SET TASK A:
Using the excerpt about California sculptors, answer these:
(i) In what year and in what place was Ruben Ochoa born?
(ii) For Class: C, what did Ochoa retrofit as a traveling art gallery?
(iii) Which Robert Morris work does Remnants of a Fwy Wall Extracted/Wallpaper with the Sound of its Own Removal riff on?
SET TASK B:
From the excerpt about California sculptors, retype the part that opens with the words containing "The great state" and closes with "sweet Cali surf.".

EXCERPT:

========================================================================

The great state of California has long served as a safe haven for freethinkers and radicals of all kinds—the perfect folks for making some really interesting art. In this excerpt from Phaidon’sVitamin 3D (an exhaustive roundup of the most important contemporary sculptors working today, selected and written by a team of international experts), we’re taking a closer look at three very different Golden State artists whose work reverberates far beyond their home state. Be on the lookout for works by these mid-career artists in your aesthetic wanderings—you just might catch a whiff of that sweet Cali surf.
RUBEN OCHOA
Born 1974, Oceanside, CA, USA. Lives in Los Angeles, CA, USA.
In recent years, contemporary artists have exhibited a preoccupation with mobility by creating works that are meant to be experienced transitively and which they imbue with a sense of specific topology. This “topographical impulse” refers less to an image of landscape than to the experience of its forms, such as moving through the spaces of an urban, postindustrial context. In Los Angeles-based Ruben Ochoa’s particular brand of this mapping, the social dimensions of movement and boundary figure clearly: literally, as in Class: C (2001–2), for which he retrofitted his family’s tortilla delivery van as a traveling art gallery, and more figuratively, as in his recent freeway project. In Fwy Wall Extraction (2006) Ochoa transferred what appeared to be a section of the freeway boundary wall to a gallery space and then seemingly replaced that same segment on the road with wallpaper simulations of the natural world obscured behind the concrete barrier. Visitors to the gallery soon discovered that the massive, Serra-like form was an elaborate fake; as one moved “backstage,” it revealed its own construction, as did certain viewpoints of the wallpaper “replacements” from passing cars. Ochoa’s work, whether referencing the freeway boundary walls or the more conceptual barriers between neighborhoods and communities, refocuses attention on the socio-economic underpinnings of spatial flow and control.
Typically, Ochoa’s projects have multiple, evolving incarnations: the extraction project gave rise to other recent works such as lenticular photographs (What if walls created spaces, 2007) depicting the freeway section that from one angle appears as a whole and banal view but from another dissolves into the same leafy flora as was pasted to the actual wall. In another piece that directly morphed from the project, Remnants of a Fwy Wall Extracted/Wallpaper with the Sound of its Own Removal (2006–08), Ochoa hangs the original vinyl paper that cloaked the concrete wall, accompanied by a recording of the sounds of its removal. Riffing on Robert Morris’s 1961 work Box with the Sound of its Own Making, Ochoa again inserts a social/class dimension into the elite, hermetic project of art making by enfolding an idea of labor and industry within it. The images, scaled to the highway landscape, are monumental in the gallery space; however, their battered, curling surfaces mitigate against authoritarian objecthood. Hung close to but somewhat away form the wall, the scrolls of paper create a newly bounded space for the viewer to walk behind. The oppressive closeness of the corridor subtly evoked issues of power and control embedded in Ochoa’s work.

========================================================================

DATASET EXCERPT:
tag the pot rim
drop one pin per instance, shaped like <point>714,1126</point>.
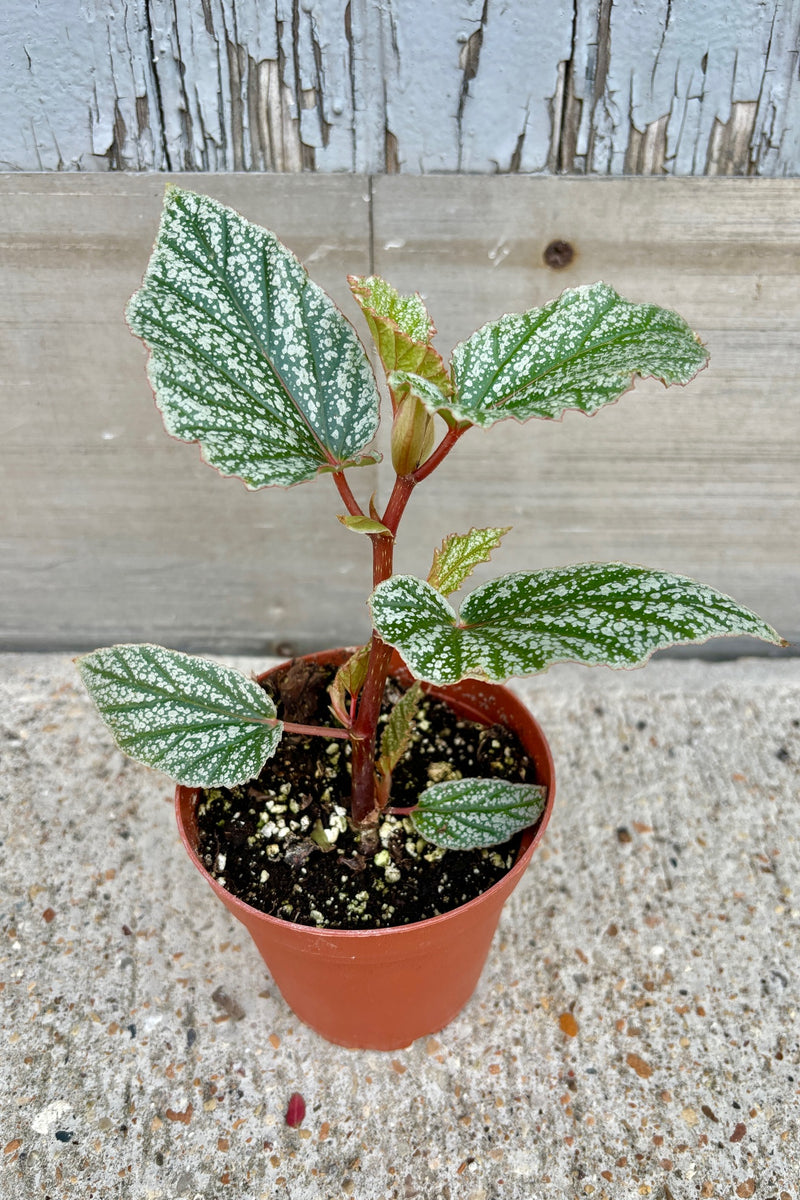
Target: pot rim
<point>531,838</point>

========================================================================

EXPECTED OUTPUT A:
(i) 1974, in Oceanside, CA, USA
(ii) His family's tortilla delivery van
(iii) Box with the Sound of its Own Making (1961)

EXPECTED OUTPUT B:
The great state of California has long served as a safe haven for freethinkers and radicals of all kinds—the perfect folks for making some really interesting art. In this excerpt from Phaidon’sVitamin 3D (an exhaustive roundup of the most important contemporary sculptors working today, selected and written by a team of international experts), we’re taking a closer look at three very different Golden State artists whose work reverberates far beyond their home state. Be on the lookout for works by these mid-career artists in your aesthetic wanderings—you just might catch a whiff of that sweet Cali surf.